> Direction: Change each "one per line" in the data below to "each on a separate line", leaving every other word as it is.

Records from a point labeling set:
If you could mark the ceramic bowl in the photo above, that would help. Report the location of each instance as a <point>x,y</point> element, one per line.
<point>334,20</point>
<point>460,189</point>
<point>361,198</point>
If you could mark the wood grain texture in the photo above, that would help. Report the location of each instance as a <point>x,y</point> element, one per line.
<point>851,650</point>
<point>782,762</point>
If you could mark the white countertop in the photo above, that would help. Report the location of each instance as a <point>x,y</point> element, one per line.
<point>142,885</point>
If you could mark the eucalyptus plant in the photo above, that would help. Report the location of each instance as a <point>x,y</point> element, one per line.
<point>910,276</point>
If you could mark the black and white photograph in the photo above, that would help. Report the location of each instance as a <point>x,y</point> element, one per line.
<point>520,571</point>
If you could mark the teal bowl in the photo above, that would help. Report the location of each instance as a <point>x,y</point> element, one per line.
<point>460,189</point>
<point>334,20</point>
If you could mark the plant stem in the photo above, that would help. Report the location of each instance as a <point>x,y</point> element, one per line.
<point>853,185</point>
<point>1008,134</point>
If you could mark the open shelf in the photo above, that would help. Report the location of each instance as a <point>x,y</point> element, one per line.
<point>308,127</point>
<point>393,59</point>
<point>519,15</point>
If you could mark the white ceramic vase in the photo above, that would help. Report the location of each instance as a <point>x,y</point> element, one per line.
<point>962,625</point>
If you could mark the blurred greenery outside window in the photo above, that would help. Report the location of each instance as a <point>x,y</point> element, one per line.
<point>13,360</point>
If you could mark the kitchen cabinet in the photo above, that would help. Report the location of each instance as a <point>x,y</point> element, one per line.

> Solved exercise:
If you could mark the ceramic bowl in the photo above, that would help. Report the location of each instance as a <point>x,y</point> element, each on a separate line.
<point>334,20</point>
<point>460,189</point>
<point>361,198</point>
If you could mark the wood grain texture in the photo above, that would help. Report the location of each instance as a <point>x,y</point> element, each on a separate line.
<point>851,650</point>
<point>782,762</point>
If you could mark the white countertop in the photo above, that would help. Report the location of each instance as a <point>x,y</point> element, each on a separate line.
<point>142,885</point>
If you could mark the eucalyptus plant in the photo above, that would help. Report the location of each instance as a <point>x,y</point> element, each on a separate line.
<point>910,276</point>
If you could mark the black and white photograph in the photo above, that would help. Report the location of each instance as a <point>x,y</point> element, each on a separate line.
<point>520,571</point>
If you could mark the teal bowl in the photo above, that would help. Report the location of each instance as a <point>x,y</point> element, each on a separate line.
<point>460,189</point>
<point>334,20</point>
If you could mark the plant stem in the photo above, that would help. Report the location of each instance as a <point>x,y</point> element, each on a separate line.
<point>853,185</point>
<point>1008,134</point>
If you could mark the open shelf in the photo above, that would help. Report the location of each instance as a <point>x,y</point> element, each on a separate line.
<point>308,127</point>
<point>393,59</point>
<point>519,15</point>
If you could mark the white ceramic vase in the photo above, that would help. Report the location of each instance as a <point>x,y</point> element, each on a separate line.
<point>962,625</point>
If you could mark the blurred greenery outside window in the photo above, that would help. Report the location of each instance as a <point>x,y</point> element, each on a separate line.
<point>13,360</point>
If you could mark the kitchen cabinet in the photo above, that would help. Report the location of each instance as a <point>x,y</point> element, each on a separate line.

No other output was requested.